ASSIGNMENT:
Print every record word for word.

RECORD EXTRACTS section start

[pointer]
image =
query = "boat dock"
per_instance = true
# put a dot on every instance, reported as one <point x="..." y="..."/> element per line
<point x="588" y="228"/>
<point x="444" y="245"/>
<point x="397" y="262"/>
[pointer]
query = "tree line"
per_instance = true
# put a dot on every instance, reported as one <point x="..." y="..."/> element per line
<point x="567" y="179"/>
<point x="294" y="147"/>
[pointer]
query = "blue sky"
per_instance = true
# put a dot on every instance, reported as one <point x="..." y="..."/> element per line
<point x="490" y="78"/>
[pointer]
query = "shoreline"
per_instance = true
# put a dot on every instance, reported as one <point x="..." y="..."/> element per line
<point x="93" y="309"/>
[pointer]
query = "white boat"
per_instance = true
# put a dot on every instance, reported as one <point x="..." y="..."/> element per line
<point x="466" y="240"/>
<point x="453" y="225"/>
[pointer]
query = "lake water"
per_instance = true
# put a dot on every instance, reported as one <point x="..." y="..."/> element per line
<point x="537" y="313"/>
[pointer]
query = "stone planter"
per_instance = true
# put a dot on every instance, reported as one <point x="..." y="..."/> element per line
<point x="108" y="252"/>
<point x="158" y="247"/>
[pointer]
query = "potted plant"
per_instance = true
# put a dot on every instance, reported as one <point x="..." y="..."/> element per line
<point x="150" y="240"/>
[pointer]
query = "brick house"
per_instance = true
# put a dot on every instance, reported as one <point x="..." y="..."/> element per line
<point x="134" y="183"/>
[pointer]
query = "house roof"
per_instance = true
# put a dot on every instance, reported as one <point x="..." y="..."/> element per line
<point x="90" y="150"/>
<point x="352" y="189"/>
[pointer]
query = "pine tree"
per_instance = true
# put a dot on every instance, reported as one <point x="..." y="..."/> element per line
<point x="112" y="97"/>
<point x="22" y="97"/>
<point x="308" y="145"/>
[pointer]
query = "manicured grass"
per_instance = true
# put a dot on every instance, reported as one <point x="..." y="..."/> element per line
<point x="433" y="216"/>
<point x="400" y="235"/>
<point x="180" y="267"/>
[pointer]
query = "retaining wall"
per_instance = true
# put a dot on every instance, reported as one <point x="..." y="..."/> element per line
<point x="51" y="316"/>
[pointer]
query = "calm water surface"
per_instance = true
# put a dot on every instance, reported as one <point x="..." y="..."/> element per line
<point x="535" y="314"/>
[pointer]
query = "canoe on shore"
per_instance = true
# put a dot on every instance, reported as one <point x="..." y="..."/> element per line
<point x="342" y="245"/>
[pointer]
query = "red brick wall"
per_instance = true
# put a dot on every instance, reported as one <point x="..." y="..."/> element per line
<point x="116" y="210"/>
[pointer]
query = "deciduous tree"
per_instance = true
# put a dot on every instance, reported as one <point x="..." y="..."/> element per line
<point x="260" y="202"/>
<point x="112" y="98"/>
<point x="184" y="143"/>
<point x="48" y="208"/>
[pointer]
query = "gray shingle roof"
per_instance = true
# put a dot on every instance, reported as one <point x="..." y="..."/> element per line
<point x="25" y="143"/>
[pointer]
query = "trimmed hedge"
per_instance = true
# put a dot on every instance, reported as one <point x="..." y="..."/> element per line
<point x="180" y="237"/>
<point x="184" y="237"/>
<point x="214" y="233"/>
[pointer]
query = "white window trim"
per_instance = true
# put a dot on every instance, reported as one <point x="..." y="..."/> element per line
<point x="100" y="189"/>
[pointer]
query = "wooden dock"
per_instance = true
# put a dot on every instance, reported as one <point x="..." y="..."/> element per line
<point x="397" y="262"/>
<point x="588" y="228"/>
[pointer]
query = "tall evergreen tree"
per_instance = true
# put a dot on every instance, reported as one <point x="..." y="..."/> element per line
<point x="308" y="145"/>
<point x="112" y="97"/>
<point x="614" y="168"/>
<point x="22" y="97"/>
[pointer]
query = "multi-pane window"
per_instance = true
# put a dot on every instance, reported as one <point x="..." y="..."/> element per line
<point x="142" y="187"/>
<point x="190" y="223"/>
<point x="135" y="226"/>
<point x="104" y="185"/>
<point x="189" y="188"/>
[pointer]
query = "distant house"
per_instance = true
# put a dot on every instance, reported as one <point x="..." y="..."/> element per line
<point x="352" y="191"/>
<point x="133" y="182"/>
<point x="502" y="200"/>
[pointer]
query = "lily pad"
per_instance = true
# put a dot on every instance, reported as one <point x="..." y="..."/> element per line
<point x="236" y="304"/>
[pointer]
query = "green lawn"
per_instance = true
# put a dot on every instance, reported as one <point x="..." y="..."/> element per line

RECORD EXTRACTS section end

EXPECTED ANSWER:
[pointer]
image =
query = "boat dock"
per_instance = true
# put a dot on every instance, reported as one <point x="..." y="..."/> element per line
<point x="588" y="228"/>
<point x="444" y="245"/>
<point x="397" y="262"/>
[pointer]
query = "tree line"
per_instance = true
# put a dot on every instance, reported as one <point x="..." y="..."/> element per line
<point x="567" y="179"/>
<point x="294" y="147"/>
[pointer]
query = "blue sky"
per_instance = true
# put a dot on every instance, reported as one <point x="..." y="..."/> element per line
<point x="490" y="78"/>
[pointer]
query = "shoreline"
per_instance = true
# put a dot on every instance, reported as one <point x="..." y="..."/> element per line
<point x="93" y="309"/>
[pointer]
query = "white boat"
per_instance = true
# put a dot on every instance, reported as one <point x="..." y="..."/> element per line
<point x="466" y="240"/>
<point x="453" y="225"/>
[pointer]
query = "lake water"
per_instance = true
# put a dot on every instance, reported as one <point x="..." y="..."/> element per line
<point x="537" y="313"/>
[pointer]
query = "stone planter"
per_instance = true
# put a dot on every instance, reported as one <point x="..." y="..."/> element per line
<point x="108" y="252"/>
<point x="158" y="247"/>
[pointer]
query = "potted plant"
per_instance = true
# put a dot on every instance, reported as one <point x="..." y="..."/> element per line
<point x="150" y="240"/>
[pointer]
query = "brick house"
per_instance = true
# put a dot on every instance, reported as one <point x="..." y="..."/> element per line
<point x="134" y="183"/>
[pointer]
query = "house roof"
per_instance = true
# put a dot on every instance, reported as one <point x="..." y="..."/> element per line
<point x="90" y="150"/>
<point x="352" y="189"/>
[pointer]
query = "pine tree"
per_instance = true
# put a dot on every instance, reported as one <point x="..." y="..."/> element per line
<point x="112" y="97"/>
<point x="22" y="97"/>
<point x="308" y="145"/>
[pointer]
query = "manicured grass"
per_instance = true
# put a dot on every instance, reported as one <point x="..." y="..."/> element per line
<point x="433" y="216"/>
<point x="400" y="235"/>
<point x="180" y="267"/>
[pointer]
query = "retaining wall"
per_instance = true
# put a dot on every instance, reported as one <point x="..." y="..."/> element per line
<point x="51" y="316"/>
[pointer]
query = "calm water surface"
per_instance = true
# put a dot on every instance, reported as one <point x="..." y="..."/> element per line
<point x="535" y="314"/>
[pointer]
query = "canoe on shore"
per_instance = true
# put a dot on every instance, reported as one <point x="..." y="..."/> element per line
<point x="342" y="245"/>
[pointer]
query = "red brick wall"
per_instance = true
# put a dot on every instance, reported as one <point x="..." y="..."/> element per line
<point x="116" y="210"/>
[pointer]
query = "deciduous tree"
per_instance = true
# put a dot on every instance, reported as one <point x="..." y="..."/> element per line
<point x="260" y="202"/>
<point x="112" y="98"/>
<point x="184" y="143"/>
<point x="48" y="208"/>
[pointer]
query = "gray shingle roof"
per_instance = true
# put a dot on every instance, reported as one <point x="..." y="..."/> element per line
<point x="25" y="143"/>
[pointer]
query = "trimmed hedge"
per_instance = true
# put a dot on every instance, reported as one <point x="..." y="..."/> element per line
<point x="180" y="237"/>
<point x="184" y="237"/>
<point x="214" y="233"/>
[pointer]
query = "white window trim"
per_instance = true
# put a dot on every instance, reported as one <point x="..." y="..."/> element per line
<point x="100" y="189"/>
[pointer]
query = "wooden dock"
per_instance = true
# put a dot on every instance, reported as one <point x="..." y="..."/> element per line
<point x="397" y="262"/>
<point x="588" y="228"/>
[pointer]
query = "tall evergreen tree"
per_instance = true
# put a dot on every instance, reported as one <point x="..." y="..."/> element per line
<point x="308" y="145"/>
<point x="112" y="97"/>
<point x="614" y="168"/>
<point x="22" y="97"/>
[pointer]
query = "multi-pane window"
per_instance = true
# put a dot on every instance, reported as one <point x="..." y="..."/> element per line
<point x="142" y="187"/>
<point x="190" y="223"/>
<point x="135" y="226"/>
<point x="104" y="185"/>
<point x="189" y="188"/>
[pointer]
query = "distant house"
per_instance = true
# put a dot on every instance, reported as one <point x="..." y="..."/> element per line
<point x="352" y="191"/>
<point x="133" y="182"/>
<point x="502" y="200"/>
[pointer]
query = "lily pad"
per_instance = true
# put a dot on every instance, reported as one <point x="..." y="..."/> element per line
<point x="236" y="304"/>
[pointer]
query = "green lawn"
per_instance = true
# put a dot on every instance, reported as one <point x="..." y="..."/> element per line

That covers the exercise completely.